- [Problem details]:
Output all of the records exactly as written.

- [Source material]:

::::::::::

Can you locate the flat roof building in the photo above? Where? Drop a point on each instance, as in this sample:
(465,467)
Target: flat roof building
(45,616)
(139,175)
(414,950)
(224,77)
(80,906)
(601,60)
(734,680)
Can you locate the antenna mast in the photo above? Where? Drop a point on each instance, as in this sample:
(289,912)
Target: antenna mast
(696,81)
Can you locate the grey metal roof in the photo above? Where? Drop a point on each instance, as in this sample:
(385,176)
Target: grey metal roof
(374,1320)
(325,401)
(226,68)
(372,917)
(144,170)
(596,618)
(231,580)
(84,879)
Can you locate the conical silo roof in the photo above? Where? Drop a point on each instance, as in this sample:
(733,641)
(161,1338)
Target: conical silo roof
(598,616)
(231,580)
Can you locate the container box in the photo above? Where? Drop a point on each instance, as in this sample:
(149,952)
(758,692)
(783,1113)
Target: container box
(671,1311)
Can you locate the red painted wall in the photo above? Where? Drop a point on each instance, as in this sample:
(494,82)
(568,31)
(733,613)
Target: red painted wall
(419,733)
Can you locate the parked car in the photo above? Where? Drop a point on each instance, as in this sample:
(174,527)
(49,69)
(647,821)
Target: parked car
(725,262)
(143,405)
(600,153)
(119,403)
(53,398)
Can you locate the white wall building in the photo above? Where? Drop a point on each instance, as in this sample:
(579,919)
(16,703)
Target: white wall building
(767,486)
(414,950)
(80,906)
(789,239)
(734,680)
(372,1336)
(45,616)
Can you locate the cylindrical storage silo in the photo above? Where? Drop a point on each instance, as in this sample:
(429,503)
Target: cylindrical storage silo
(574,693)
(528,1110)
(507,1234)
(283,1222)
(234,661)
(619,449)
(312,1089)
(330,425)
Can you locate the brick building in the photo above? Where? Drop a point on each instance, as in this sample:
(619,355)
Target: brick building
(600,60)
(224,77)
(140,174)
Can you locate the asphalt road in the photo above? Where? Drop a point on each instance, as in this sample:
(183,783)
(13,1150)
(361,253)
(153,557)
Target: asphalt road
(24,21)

::::::::::

- [Task solution]:
Can you locate the flat roof building in the photo above? Where? Drop a point on each instance, as in this sample:
(465,467)
Target: flat roof building
(45,616)
(139,175)
(414,950)
(224,77)
(80,906)
(601,60)
(734,680)
Can you locate the antenna mast in the photo above? Where? Drop a point on each instance, as in this sample:
(289,912)
Target: antenna mast
(696,81)
Can you locate the grey metal roof in the photo above? Where? Drop a point on each instance, as in this sample:
(385,176)
Target: grey metal roof
(374,1320)
(325,401)
(226,68)
(372,917)
(144,170)
(596,618)
(231,580)
(84,879)
Can you locate the conical silo roof in the photo above? Where? Drop a point on each instance, as in this sample:
(733,641)
(161,1338)
Target: conical silo roof
(598,616)
(231,580)
Can you locate the container box in the photo above? Where? Drop a point on each instance, as in this sample:
(149,952)
(758,692)
(783,1113)
Target: container box
(671,1311)
Can you locate the red painted wall in the photo above? Where? Drop a point on each instance, as in this sample:
(494,82)
(568,31)
(733,613)
Target: red painted wall
(419,733)
Can you locate the parked car in the photo above? Where? Drop a point on each instance, as in this sample:
(174,527)
(49,69)
(647,821)
Target: parked car
(725,262)
(143,405)
(600,153)
(119,403)
(53,398)
Can you locate the white wall building in the photo above? Where? Drop a point on each instance, as in this sample:
(579,919)
(16,703)
Target: white wall building
(767,486)
(414,950)
(80,906)
(789,239)
(734,680)
(372,1336)
(45,616)
Can you locate the cylindrical storage silo in the photo above? Where? Drop a point on each instance, as in this sample:
(429,503)
Target: cylindrical storage silo
(574,693)
(528,1110)
(507,1234)
(283,1222)
(234,661)
(619,449)
(312,1089)
(330,425)
Can you locate the brick building in the photo above? Where? Drop a point on each instance, as in this sample:
(619,355)
Target: brick building
(600,60)
(224,77)
(140,174)
Can you locate the asphalt road in the photo above? Where? Drop a point on each instance, as in this sample:
(183,783)
(13,1150)
(361,253)
(153,557)
Target: asphalt road
(24,21)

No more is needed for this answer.